## BEGIN EXERCISE INPUTS

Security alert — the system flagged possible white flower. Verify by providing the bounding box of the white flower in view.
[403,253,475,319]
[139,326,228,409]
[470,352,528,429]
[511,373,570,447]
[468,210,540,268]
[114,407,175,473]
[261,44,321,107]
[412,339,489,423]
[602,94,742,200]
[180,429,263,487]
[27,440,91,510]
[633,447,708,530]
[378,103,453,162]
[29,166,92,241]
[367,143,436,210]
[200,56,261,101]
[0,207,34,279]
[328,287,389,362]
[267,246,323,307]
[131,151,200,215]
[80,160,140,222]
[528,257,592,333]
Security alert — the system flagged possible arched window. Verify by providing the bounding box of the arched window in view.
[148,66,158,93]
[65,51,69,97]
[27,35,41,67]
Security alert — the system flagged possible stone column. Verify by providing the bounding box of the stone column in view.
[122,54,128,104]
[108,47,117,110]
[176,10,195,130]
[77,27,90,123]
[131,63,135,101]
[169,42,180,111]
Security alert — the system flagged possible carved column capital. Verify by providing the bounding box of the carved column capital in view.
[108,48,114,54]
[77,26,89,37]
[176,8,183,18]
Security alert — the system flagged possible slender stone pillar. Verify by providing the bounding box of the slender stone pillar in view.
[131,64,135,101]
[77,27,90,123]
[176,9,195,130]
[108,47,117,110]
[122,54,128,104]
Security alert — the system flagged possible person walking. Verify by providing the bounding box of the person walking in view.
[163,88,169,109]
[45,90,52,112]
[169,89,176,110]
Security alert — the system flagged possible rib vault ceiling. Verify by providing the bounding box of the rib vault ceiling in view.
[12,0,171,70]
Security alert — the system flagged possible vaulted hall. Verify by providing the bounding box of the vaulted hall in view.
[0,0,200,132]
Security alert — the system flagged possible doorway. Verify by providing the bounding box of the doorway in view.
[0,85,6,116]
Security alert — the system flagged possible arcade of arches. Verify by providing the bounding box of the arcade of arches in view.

## END EXERCISE INPUTS

**OBJECTIVE:**
Copy out, unchanged, the rows from the line containing "Security alert — the system flagged possible rib" through the last row above, including both of these lines.

**SOLUTION:**
Security alert — the system flagged possible rib vault ceiling. Verify by providing the bounding box of the rib vault ceiling in view.
[12,0,171,70]
Security alert — the system flagged possible vaulted hall. Verify by providing the bounding box of the vaulted hall in view.
[0,0,200,132]
Security alert — the system flagged possible doorway. Verify by providing the bounding box of the doorway in view.
[0,85,6,116]
Security alert — the system flagged possible arcade of arches. Verify by providing the bounding box of the arcade of arches in view.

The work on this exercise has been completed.